◆ Task ◆
Reproduce only this part of the listing: the line with "query (the phrase naming what to segment): ring", plus every line after it through the last.

====== Data supplied

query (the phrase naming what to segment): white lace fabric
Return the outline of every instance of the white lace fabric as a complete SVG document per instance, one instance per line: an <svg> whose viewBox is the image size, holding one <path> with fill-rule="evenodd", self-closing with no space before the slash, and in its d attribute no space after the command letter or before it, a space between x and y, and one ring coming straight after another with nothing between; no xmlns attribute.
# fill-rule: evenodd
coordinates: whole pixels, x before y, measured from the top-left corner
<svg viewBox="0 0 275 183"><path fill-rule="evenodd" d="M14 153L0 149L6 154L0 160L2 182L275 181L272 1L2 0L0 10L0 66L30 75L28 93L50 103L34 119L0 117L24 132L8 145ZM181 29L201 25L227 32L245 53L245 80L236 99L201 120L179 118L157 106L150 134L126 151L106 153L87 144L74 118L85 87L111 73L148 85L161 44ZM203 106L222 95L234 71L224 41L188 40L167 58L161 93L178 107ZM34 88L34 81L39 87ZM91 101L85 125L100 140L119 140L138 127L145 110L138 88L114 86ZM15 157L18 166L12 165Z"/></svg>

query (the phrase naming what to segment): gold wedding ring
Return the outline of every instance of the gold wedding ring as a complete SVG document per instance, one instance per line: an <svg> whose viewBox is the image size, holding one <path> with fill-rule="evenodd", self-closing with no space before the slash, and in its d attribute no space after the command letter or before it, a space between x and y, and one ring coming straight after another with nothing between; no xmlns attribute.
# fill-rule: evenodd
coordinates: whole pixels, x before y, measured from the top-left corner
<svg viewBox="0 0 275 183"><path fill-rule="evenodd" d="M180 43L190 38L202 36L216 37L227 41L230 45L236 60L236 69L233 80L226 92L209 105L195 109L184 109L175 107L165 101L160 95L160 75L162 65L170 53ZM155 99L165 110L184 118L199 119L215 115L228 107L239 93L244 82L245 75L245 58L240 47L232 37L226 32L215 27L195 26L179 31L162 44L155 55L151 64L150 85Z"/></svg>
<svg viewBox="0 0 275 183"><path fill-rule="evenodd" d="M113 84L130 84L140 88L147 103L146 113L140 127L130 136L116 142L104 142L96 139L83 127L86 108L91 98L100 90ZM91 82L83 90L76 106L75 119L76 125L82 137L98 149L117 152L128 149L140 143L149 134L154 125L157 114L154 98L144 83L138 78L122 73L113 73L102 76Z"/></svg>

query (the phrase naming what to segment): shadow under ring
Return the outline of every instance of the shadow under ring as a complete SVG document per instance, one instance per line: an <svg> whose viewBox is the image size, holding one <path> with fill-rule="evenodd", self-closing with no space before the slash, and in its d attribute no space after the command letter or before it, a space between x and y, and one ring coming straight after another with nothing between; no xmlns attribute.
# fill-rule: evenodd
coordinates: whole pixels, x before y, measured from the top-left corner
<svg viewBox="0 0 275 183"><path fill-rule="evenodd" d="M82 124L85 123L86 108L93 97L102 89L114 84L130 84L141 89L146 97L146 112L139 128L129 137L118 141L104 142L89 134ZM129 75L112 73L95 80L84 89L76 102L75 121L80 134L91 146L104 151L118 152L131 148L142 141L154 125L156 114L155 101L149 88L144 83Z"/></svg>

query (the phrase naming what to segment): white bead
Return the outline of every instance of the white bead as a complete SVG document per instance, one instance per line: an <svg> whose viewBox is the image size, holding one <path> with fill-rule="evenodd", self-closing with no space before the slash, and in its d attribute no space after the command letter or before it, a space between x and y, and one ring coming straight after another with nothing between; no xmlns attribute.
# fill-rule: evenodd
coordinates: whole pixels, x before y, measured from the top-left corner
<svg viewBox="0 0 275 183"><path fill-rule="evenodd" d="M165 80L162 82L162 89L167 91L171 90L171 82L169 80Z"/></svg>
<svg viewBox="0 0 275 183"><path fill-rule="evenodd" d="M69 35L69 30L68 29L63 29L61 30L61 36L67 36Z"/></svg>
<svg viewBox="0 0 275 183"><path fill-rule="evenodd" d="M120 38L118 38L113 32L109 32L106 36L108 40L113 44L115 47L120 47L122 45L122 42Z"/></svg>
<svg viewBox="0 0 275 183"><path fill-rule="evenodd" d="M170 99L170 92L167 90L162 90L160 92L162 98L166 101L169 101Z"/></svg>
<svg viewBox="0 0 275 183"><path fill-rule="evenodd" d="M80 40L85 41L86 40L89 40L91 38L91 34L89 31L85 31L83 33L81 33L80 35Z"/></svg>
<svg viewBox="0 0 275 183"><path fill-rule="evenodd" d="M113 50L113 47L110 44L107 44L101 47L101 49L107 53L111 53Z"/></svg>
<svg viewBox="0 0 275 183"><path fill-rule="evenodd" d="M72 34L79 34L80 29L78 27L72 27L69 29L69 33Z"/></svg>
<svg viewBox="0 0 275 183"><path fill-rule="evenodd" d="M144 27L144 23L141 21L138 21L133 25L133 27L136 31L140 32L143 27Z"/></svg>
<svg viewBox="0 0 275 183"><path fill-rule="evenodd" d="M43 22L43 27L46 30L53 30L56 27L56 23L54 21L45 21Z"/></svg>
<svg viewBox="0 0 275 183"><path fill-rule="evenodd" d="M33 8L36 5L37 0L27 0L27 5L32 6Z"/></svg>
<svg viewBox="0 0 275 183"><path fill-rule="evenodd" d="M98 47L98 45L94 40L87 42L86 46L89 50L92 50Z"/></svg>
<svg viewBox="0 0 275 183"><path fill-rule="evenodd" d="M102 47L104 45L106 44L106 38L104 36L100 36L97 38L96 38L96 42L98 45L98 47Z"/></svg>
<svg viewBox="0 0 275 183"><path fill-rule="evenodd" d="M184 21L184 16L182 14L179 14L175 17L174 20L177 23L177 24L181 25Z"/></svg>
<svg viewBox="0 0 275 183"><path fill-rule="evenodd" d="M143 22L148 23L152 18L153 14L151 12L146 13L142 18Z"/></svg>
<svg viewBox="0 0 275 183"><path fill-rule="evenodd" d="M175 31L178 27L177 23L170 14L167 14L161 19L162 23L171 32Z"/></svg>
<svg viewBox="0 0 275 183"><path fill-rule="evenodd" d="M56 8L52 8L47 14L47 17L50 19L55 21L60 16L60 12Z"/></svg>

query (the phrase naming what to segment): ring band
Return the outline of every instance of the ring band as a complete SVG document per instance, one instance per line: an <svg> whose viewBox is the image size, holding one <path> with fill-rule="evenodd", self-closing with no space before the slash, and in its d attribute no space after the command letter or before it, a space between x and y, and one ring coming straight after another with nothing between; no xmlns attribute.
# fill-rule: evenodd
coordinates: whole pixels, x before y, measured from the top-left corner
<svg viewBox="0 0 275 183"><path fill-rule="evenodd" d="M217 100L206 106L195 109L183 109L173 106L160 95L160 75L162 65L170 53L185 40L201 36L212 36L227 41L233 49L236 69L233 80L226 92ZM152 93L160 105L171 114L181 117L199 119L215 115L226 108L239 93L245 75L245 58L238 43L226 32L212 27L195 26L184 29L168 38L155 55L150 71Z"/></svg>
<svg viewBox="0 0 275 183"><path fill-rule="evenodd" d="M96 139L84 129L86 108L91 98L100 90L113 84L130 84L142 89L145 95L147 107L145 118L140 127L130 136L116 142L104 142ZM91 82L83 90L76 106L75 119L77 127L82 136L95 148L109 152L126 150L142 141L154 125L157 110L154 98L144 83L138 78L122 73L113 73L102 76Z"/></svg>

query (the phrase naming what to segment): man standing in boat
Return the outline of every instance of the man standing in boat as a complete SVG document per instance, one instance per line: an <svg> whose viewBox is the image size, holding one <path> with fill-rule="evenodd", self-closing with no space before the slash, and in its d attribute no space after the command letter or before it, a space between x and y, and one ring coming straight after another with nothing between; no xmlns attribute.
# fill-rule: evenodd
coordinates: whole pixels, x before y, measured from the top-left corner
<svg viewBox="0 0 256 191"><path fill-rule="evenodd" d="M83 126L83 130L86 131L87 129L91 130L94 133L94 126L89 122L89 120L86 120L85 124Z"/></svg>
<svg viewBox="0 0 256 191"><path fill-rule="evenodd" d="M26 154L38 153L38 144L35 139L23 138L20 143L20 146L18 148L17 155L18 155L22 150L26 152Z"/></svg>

============

◆ Output for this exercise ◆
query (the phrase naming what to segment): ring band
Return the outline of every instance of the ring band as a complete SVG document per instance, one instance per line: an <svg> whose viewBox is the image size, holding one <path> with fill-rule="evenodd", self-closing with no space before the slash, and in its d attribute no space after the command letter or before it, a space between x and y, and one ring coming straight after another with nothing between; no xmlns attribute.
# fill-rule: evenodd
coordinates: whole pixels, x before y, measured from the top-left corner
<svg viewBox="0 0 275 183"><path fill-rule="evenodd" d="M217 100L206 106L195 109L183 109L173 106L160 95L160 75L162 65L170 53L185 40L201 36L212 36L227 41L233 49L236 69L233 80L226 92ZM152 93L160 105L171 114L181 117L199 119L215 115L226 108L239 93L245 75L245 58L238 43L226 32L212 27L195 26L184 29L168 38L155 55L150 71Z"/></svg>
<svg viewBox="0 0 275 183"><path fill-rule="evenodd" d="M96 139L84 129L86 108L91 98L100 90L113 84L130 84L142 89L145 95L147 107L145 118L140 127L130 136L116 142L104 142ZM91 82L83 90L76 106L75 119L77 127L82 136L95 148L109 152L126 150L142 141L154 125L157 110L154 98L144 83L138 78L122 73L113 73L102 76Z"/></svg>

query (the phrase naming what to segment): man standing in boat
Return the outline of every instance of the man standing in boat as a complete SVG document per instance, one instance per line: an <svg> whose viewBox is the image size, holding one <path> with fill-rule="evenodd", self-closing with no space before the slash, and in its d attribute no space after the command letter or before it, a space between x and y, and one ring coming straight after another with nothing between; no xmlns attribute.
# fill-rule: evenodd
coordinates: whole pixels, x before y, measured from the top-left corner
<svg viewBox="0 0 256 191"><path fill-rule="evenodd" d="M83 126L83 130L86 131L87 129L91 130L94 133L94 126L89 122L89 120L86 120L85 124Z"/></svg>
<svg viewBox="0 0 256 191"><path fill-rule="evenodd" d="M26 154L38 153L38 144L35 139L23 138L20 143L20 146L18 148L17 155L18 155L22 150L26 152Z"/></svg>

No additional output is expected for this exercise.